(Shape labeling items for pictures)
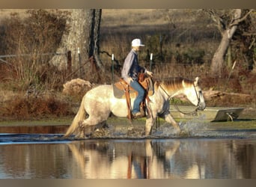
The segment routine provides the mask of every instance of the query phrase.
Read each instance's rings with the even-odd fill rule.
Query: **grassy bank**
[[[8,24],[21,23],[22,19],[28,17],[25,10],[1,10],[1,24],[8,20]],[[15,16],[16,19],[10,19],[10,13],[19,13],[21,19],[19,19],[17,15]],[[46,14],[40,15],[41,18],[43,18],[40,20],[46,20],[48,23],[52,23],[52,20],[55,20],[45,16]],[[48,19],[46,19],[46,17],[48,17]],[[63,17],[59,18],[61,20]],[[33,22],[37,22],[37,19],[33,19]],[[26,21],[27,24],[33,22],[30,19]],[[13,29],[10,30],[13,32],[10,31],[11,36],[14,39],[19,38],[20,30],[15,27],[15,24],[11,25],[10,28]],[[19,28],[22,28],[22,25],[19,25]],[[48,30],[45,28],[43,31],[47,33]],[[23,34],[25,36],[29,33],[25,32],[24,30]],[[223,78],[209,78],[210,61],[221,37],[210,18],[199,10],[103,10],[100,58],[106,72],[100,73],[101,79],[99,82],[93,83],[111,83],[112,61],[107,53],[113,53],[116,63],[121,67],[124,59],[130,50],[130,42],[135,37],[141,38],[146,45],[139,55],[141,65],[149,69],[149,56],[150,53],[153,54],[152,71],[155,78],[183,76],[195,79],[199,76],[203,91],[241,93],[249,94],[252,98],[242,100],[239,98],[234,99],[220,96],[207,100],[208,106],[256,108],[256,75],[248,71],[243,64],[243,59],[239,59],[232,72],[231,68],[228,68]],[[54,49],[55,46],[53,46],[53,38],[52,41],[49,40],[49,43],[42,43],[40,49],[49,49],[50,46]],[[19,48],[17,49],[20,52],[24,52],[28,43],[31,43],[26,42],[22,45],[19,43]],[[241,52],[237,51],[235,46],[233,49],[234,58],[239,58]],[[18,51],[10,51],[7,54]],[[65,117],[72,118],[76,114],[76,108],[79,105],[82,94],[78,96],[64,95],[62,85],[67,81],[65,79],[67,73],[57,70],[55,67],[46,65],[49,57],[37,58],[19,57],[13,59],[13,61],[10,60],[12,58],[4,59],[13,63],[15,66],[0,64],[0,121],[58,119]],[[37,59],[40,61],[37,61]],[[29,66],[28,61],[32,62],[33,67]],[[37,66],[40,64],[43,65]],[[121,76],[120,67],[118,68],[115,66],[115,81],[118,81]],[[86,79],[86,76],[88,75],[82,79]],[[74,73],[73,78],[77,77],[78,73]]]

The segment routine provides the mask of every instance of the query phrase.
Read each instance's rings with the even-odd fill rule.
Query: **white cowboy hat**
[[[134,39],[132,41],[132,46],[144,46],[145,45],[143,45],[140,39]]]

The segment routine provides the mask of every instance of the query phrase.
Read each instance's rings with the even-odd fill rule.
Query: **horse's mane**
[[[168,89],[182,89],[182,82],[186,85],[192,85],[193,81],[183,77],[168,77],[163,79],[156,80],[155,88],[157,89],[161,85]]]

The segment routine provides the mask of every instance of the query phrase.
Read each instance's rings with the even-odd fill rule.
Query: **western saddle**
[[[146,99],[150,102],[149,96],[153,94],[153,82],[151,78],[146,78],[144,73],[139,73],[138,83],[145,90],[144,99],[140,104],[141,117],[145,116],[147,105]],[[132,114],[131,98],[135,98],[138,92],[129,85],[123,79],[113,85],[114,96],[117,98],[125,98],[127,105],[127,118],[132,120],[134,117]],[[147,112],[149,112],[147,111]]]

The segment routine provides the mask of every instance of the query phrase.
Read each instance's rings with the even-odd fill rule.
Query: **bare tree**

WRITTEN INSTRUCTION:
Copy out the lines of all the records above word for word, leaving the pictures out of your answer.

OUTPUT FOR THIS TASK:
The segment routine provides the mask of every instance of the query phrase.
Read each instance's rings with the even-odd fill rule.
Query: **grassy bank**
[[[8,24],[21,23],[22,19],[28,17],[25,10],[1,10],[1,24],[8,20]],[[15,16],[16,19],[10,19],[10,13],[19,13],[21,19],[19,19],[17,15]],[[46,14],[40,15],[41,18],[43,18],[40,20],[46,20],[48,23],[52,23],[52,20],[55,20],[45,16]],[[48,19],[46,19],[46,17],[48,17]],[[63,17],[59,18],[61,20]],[[33,22],[37,22],[37,19],[33,19]],[[26,21],[27,24],[33,22],[30,19]],[[13,29],[10,30],[13,32],[10,31],[11,36],[14,39],[19,38],[20,30],[15,27],[15,24],[11,25],[10,28]],[[19,28],[22,28],[22,25],[19,25]],[[48,30],[45,28],[43,31],[47,33]],[[23,34],[25,36],[29,33],[25,32],[24,30]],[[223,78],[209,78],[210,61],[221,37],[210,18],[199,10],[103,10],[100,58],[106,72],[100,73],[101,79],[99,82],[93,83],[111,83],[112,61],[107,53],[113,53],[116,63],[121,67],[124,59],[130,50],[130,42],[135,37],[141,38],[146,45],[139,55],[141,65],[149,69],[149,56],[150,53],[153,54],[152,71],[155,78],[183,76],[195,79],[199,76],[203,91],[241,93],[249,94],[252,98],[242,100],[239,98],[234,99],[220,96],[207,100],[208,106],[256,108],[256,75],[248,71],[243,64],[243,59],[239,59],[232,72],[231,68],[228,68]],[[54,49],[55,46],[53,46],[53,38],[52,41],[49,40],[49,43],[42,43],[40,49],[49,49],[50,46]],[[19,48],[17,49],[20,52],[24,52],[28,43],[31,43],[26,42],[22,45],[19,43]],[[241,52],[237,51],[235,46],[233,49],[234,58],[239,58]],[[18,51],[10,51],[7,54]],[[65,117],[72,118],[76,114],[76,108],[79,105],[82,94],[78,96],[64,95],[62,85],[67,81],[65,79],[67,73],[57,70],[55,67],[46,65],[49,57],[37,58],[19,57],[13,59],[13,61],[10,60],[12,58],[4,59],[13,63],[15,66],[0,64],[0,121],[58,119]],[[37,59],[40,61],[37,61]],[[29,66],[28,61],[32,62],[33,67]],[[37,66],[40,64],[43,65]],[[121,76],[120,67],[118,68],[115,66],[115,81],[118,81]],[[86,79],[86,76],[88,75],[82,79]],[[74,73],[73,78],[77,77],[78,73]]]

The segment routine provides the mask of every instance of the query phrase.
Read each instance's rings with the even-odd fill rule.
Query: **white cowboy hat**
[[[134,39],[132,41],[132,46],[144,46],[145,45],[143,45],[140,39]]]

The segment routine provides the mask of every instance of the query phrase.
Read each instance's rings with the even-odd fill rule.
Query: **horse's mane**
[[[168,89],[182,89],[182,82],[186,85],[192,85],[193,81],[183,77],[168,77],[163,79],[156,80],[155,88],[157,89],[161,85]]]

The segment routine provides the mask of every instance of the query phrase.
Read each instance's rings with the even-odd fill rule.
Query: **western saddle**
[[[146,99],[150,102],[149,96],[153,94],[153,82],[151,78],[146,78],[144,73],[139,73],[138,83],[145,90],[144,99],[140,104],[141,117],[145,116],[147,105]],[[132,114],[131,98],[135,98],[138,92],[129,85],[123,79],[113,85],[114,96],[117,98],[125,98],[127,105],[127,118],[132,120],[134,117]],[[147,112],[149,112],[147,111]]]

The segment routine provides the mask of every instance of the query phrase.
Read each instance's rings with the even-odd fill rule.
Query: **bare tree**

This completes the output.